> 選んだ抜粋:

結膜上皮はヒト細胞の入手が困難なため角膜上皮より研究が進んでいない

大阪大学は2月3日、ヒトiPS細胞からムチン分泌能を有する機能的な結膜上皮を作製する方法を新たに確立したと発表した。この研究は、同大大学院医学系研究科の林竜平寄附講座教授(幹細胞応用医学)、西田幸二教授(眼科学、先導的学際研究機構生命医科学融合フロンティア研究部門)、能美君人特任研究員(常勤)(眼科学、幹細胞応用医学)らの研究グループによるもの。研究成果は、「Cell Reports」に掲載されている。


画像はリリースより

目の表面は主に結膜上皮と角膜上皮からなり、角膜は黒目の部分を、結膜はまぶたの裏側と眼球の表面から黒目の周囲までを覆っている。良好な視力を得るためにはこれらが相互に関連しあって機能することが必須となる。結膜上皮の重要な役割として涙液中にムチン(MUC5ACなど)を分泌することで、目の表面を保護している。疾患や炎症などにより結膜からのムチン分泌機能が低下すると、目の表面が乾燥し、ドライアイとなる。しかし、結膜上皮については角膜上皮に比べ研究が進んでおらず、その理由として、ヒト結膜細胞の入手が非常に困難であること、結膜細胞の培養法が確立されていないことが挙げられる。

成長因子EGF、KGFを使い分けSEAMから結膜上皮細胞誘導を目指した

これまでに研究グループは、ヒトiPS細胞を用いたさまざまな目の細胞を含むオルガノイドである多帯状コロニー(Self-formed Ectoderm Autonomous Multi-zone:)の誘導法を確立し、SEAMを用いて角膜上皮組織の作製に成功している。一方で、同じ眼表面上皮である結膜上皮の分化誘導法は不明だった。また、過去の報告で、EGFは結膜上皮、KGFは角膜上皮の表現系維持や増殖に関与することが示唆されているが、これらの成長因子が発生過程に与える詳細な影響については明らかにされていなかった。そこで今回、研究グループは、EGFとKGFを適切な条件下で使い分けることでSEAMからの結膜細胞の誘導、単離、成熟を目指した。

結膜上皮前駆細胞への分化はEGF、前駆細胞から結膜上皮への成熟分化はKGFが重要

研究グループはまず、ヒトiPS細胞からSEAM形成後にEGFもしくはKGFを添加した際の変化を比較検討した。EGF添加SEAM(+)とKGF添加SEAM(+)では、分化誘導開始6週時点において、両者ともSEAMのzone 3にp63+/PAX6+の眼表面上皮原基(角結膜上皮の原基)が誘導された。一方、分化誘導後10週の時点では、KGF添加時にはこれまでの報告通り角膜上皮が誘導されたが、EGFを添加した場合では、角膜上皮細胞への分化が強く抑制されることがわかった。これらの結果からEGFの添加により、SEAM中の角膜上皮分化が抑制され、結膜上皮細胞が誘導されることが示唆された。

> 記録データ:
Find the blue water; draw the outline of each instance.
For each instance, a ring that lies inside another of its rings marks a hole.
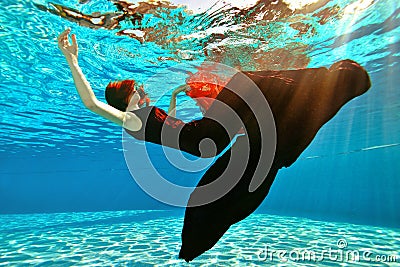
[[[141,190],[125,162],[121,129],[83,107],[57,49],[66,27],[78,36],[80,65],[100,100],[110,80],[134,78],[164,109],[185,79],[182,66],[206,60],[241,69],[359,62],[371,75],[370,91],[280,170],[255,214],[190,265],[400,265],[398,1],[321,1],[289,13],[278,2],[272,6],[281,13],[265,5],[243,9],[243,17],[229,6],[200,5],[204,13],[165,7],[114,30],[79,26],[35,5],[49,3],[4,0],[0,9],[0,266],[187,265],[177,259],[184,211]],[[106,0],[56,3],[86,14],[116,10]],[[147,39],[117,35],[123,29],[141,29]],[[225,39],[215,38],[221,33]],[[162,86],[160,72],[168,77]],[[192,102],[177,113],[200,115]],[[194,186],[200,179],[168,164],[158,146],[148,149],[168,180]],[[266,247],[368,251],[374,260],[262,259]]]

> やってみよう: 結膜上皮の記事のうち、「結膜上皮はヒト細胞の入手が困難なため角膜上皮より研究が進んでいない」と「orts」に掲載されている。」の間を、その二か所も含めて一字も変えずに書き写してください。

> 結果は以下:
結膜上皮はヒト細胞の入手が困難なため角膜上皮より研究が進んでいない

大阪大学は2月3日、ヒトiPS細胞からムチン分泌能を有する機能的な結膜上皮を作製する方法を新たに確立したと発表した。この研究は、同大大学院医学系研究科の林竜平寄附講座教授(幹細胞応用医学)、西田幸二教授(眼科学、先導的学際研究機構生命医科学融合フロンティア研究部門)、能美君人特任研究員(常勤)(眼科学、幹細胞応用医学)らの研究グループによるもの。研究成果は、「Cell Reports」に掲載されている。